- [Prompt]: Please print, word for word, every line from the one that contains "Pick out every instance of the wooden wall" through the last line of the records, and nothing else.

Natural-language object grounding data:

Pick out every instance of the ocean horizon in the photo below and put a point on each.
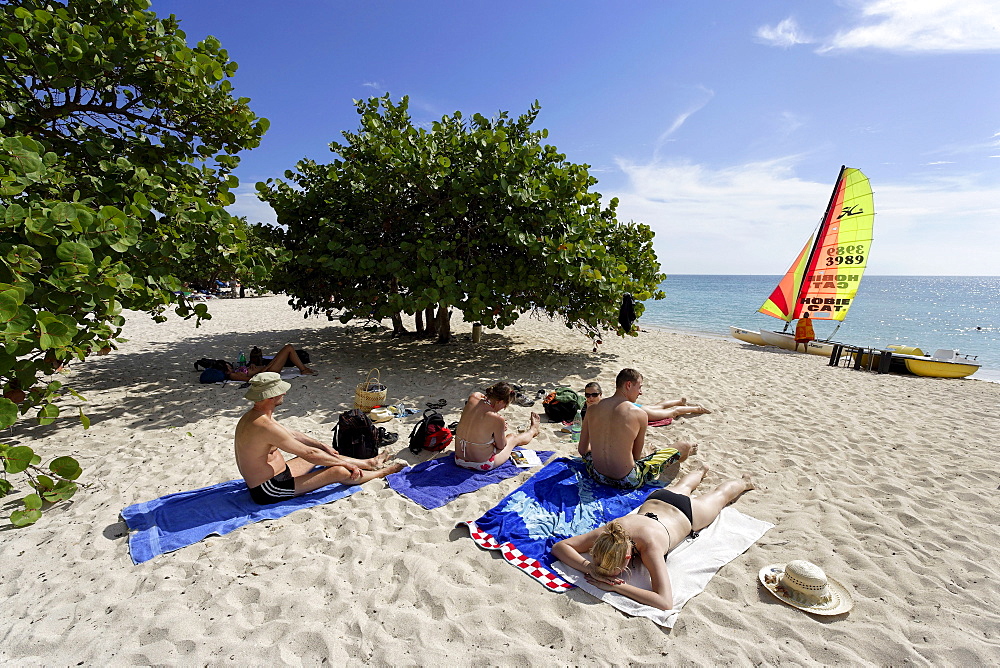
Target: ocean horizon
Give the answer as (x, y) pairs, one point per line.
(930, 312)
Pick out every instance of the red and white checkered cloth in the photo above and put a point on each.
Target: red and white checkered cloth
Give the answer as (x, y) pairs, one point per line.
(529, 566)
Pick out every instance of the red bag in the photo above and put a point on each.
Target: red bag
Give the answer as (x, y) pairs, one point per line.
(430, 433)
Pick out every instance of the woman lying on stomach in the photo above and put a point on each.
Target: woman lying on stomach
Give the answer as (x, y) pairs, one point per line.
(663, 521)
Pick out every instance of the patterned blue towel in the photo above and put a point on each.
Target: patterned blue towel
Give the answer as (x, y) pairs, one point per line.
(436, 482)
(184, 518)
(559, 501)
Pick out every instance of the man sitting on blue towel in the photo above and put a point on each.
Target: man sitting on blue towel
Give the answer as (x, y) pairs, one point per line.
(613, 436)
(260, 440)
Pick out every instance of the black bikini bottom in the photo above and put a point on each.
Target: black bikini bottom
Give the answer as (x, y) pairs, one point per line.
(678, 501)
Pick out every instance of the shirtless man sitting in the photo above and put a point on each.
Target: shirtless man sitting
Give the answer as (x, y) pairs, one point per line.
(613, 435)
(260, 440)
(481, 440)
(670, 408)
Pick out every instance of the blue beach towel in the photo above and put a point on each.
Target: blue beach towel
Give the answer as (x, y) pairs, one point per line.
(559, 501)
(437, 482)
(184, 518)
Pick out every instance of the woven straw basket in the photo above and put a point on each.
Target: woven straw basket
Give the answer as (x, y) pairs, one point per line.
(370, 393)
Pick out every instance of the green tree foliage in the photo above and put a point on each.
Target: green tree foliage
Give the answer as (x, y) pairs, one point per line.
(117, 143)
(477, 214)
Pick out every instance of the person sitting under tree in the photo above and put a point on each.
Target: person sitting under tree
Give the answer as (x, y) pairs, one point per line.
(277, 363)
(260, 440)
(613, 436)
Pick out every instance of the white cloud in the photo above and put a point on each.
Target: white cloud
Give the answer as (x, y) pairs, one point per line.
(706, 95)
(248, 204)
(923, 25)
(754, 218)
(785, 34)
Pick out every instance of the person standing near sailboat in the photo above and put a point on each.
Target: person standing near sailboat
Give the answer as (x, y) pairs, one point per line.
(804, 332)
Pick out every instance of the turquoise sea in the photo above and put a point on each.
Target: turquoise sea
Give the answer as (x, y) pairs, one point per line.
(931, 312)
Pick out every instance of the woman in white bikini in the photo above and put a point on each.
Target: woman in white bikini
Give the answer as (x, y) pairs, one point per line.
(481, 440)
(664, 520)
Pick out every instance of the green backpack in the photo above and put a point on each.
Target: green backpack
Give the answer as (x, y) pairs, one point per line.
(563, 404)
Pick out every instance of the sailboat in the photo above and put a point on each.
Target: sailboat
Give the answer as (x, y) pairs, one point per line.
(826, 274)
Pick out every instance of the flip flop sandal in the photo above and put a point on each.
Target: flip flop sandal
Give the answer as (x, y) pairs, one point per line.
(386, 437)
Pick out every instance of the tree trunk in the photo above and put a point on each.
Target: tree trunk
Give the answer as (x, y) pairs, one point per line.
(397, 324)
(443, 324)
(430, 319)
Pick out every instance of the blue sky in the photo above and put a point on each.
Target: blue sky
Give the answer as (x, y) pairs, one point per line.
(722, 125)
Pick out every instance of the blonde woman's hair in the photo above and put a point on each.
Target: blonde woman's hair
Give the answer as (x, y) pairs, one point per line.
(611, 549)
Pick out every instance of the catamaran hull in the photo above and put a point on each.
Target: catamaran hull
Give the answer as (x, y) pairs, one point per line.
(939, 368)
(746, 335)
(787, 342)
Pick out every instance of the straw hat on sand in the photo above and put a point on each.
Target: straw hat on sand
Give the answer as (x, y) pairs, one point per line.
(804, 585)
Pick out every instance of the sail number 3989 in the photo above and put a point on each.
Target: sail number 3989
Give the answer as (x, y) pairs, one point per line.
(838, 255)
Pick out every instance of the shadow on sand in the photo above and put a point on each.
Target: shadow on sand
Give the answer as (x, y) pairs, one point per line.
(162, 389)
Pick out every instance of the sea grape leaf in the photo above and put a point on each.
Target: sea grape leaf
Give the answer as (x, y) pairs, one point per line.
(18, 458)
(48, 413)
(66, 467)
(71, 251)
(8, 412)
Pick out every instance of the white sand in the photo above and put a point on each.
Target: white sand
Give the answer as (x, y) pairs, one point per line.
(890, 483)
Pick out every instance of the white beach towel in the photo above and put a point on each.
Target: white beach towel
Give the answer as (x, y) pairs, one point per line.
(692, 564)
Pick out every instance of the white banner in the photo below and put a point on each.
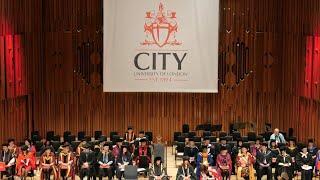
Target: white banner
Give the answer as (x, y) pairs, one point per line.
(161, 45)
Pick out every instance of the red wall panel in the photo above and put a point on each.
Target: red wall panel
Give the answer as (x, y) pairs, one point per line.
(10, 75)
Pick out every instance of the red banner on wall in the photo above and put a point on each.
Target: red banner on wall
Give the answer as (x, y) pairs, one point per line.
(2, 70)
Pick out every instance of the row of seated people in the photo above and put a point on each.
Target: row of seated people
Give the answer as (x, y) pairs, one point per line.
(103, 160)
(221, 161)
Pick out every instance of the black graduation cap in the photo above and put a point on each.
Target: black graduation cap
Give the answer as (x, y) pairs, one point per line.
(302, 145)
(86, 146)
(185, 158)
(119, 140)
(223, 148)
(223, 139)
(158, 158)
(283, 148)
(143, 140)
(293, 139)
(259, 138)
(272, 140)
(246, 145)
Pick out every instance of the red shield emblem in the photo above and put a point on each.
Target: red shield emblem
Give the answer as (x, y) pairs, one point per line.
(160, 28)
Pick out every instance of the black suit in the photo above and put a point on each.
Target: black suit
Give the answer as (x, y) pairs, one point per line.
(264, 161)
(86, 157)
(109, 159)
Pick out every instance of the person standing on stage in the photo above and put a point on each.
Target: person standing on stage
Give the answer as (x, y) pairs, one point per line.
(264, 161)
(158, 171)
(284, 168)
(143, 155)
(186, 171)
(123, 160)
(26, 162)
(305, 163)
(278, 137)
(106, 162)
(245, 162)
(66, 163)
(86, 162)
(224, 163)
(192, 152)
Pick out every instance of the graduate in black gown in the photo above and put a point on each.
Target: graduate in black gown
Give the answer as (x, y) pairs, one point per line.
(158, 171)
(106, 162)
(305, 163)
(86, 162)
(186, 171)
(191, 150)
(264, 161)
(284, 168)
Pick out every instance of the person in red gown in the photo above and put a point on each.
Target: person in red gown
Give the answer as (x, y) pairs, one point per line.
(66, 163)
(47, 165)
(26, 162)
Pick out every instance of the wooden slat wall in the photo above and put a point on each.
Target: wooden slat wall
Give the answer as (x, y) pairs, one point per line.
(262, 71)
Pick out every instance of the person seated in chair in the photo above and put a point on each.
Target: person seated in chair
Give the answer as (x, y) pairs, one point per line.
(7, 162)
(264, 160)
(123, 160)
(26, 163)
(191, 150)
(106, 161)
(47, 165)
(86, 162)
(245, 162)
(186, 171)
(158, 171)
(224, 163)
(66, 163)
(305, 163)
(143, 155)
(284, 168)
(204, 159)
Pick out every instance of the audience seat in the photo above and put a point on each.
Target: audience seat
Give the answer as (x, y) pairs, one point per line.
(206, 134)
(252, 136)
(97, 134)
(176, 135)
(81, 135)
(222, 134)
(149, 135)
(66, 135)
(49, 135)
(236, 135)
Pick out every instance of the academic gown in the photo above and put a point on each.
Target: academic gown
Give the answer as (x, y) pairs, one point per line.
(305, 159)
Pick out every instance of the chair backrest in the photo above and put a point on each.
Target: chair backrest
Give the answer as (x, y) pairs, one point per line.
(185, 128)
(149, 135)
(176, 135)
(252, 136)
(97, 134)
(50, 135)
(131, 172)
(81, 135)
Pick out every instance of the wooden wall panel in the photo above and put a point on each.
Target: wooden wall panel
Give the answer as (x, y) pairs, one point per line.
(266, 72)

- [Exercise result]:
Pick out every instance of the wooden wall panel in the photo above and put a point on each.
Target: wooden wall panel
Give the answer as (x, y) pairs, one point per line.
(266, 72)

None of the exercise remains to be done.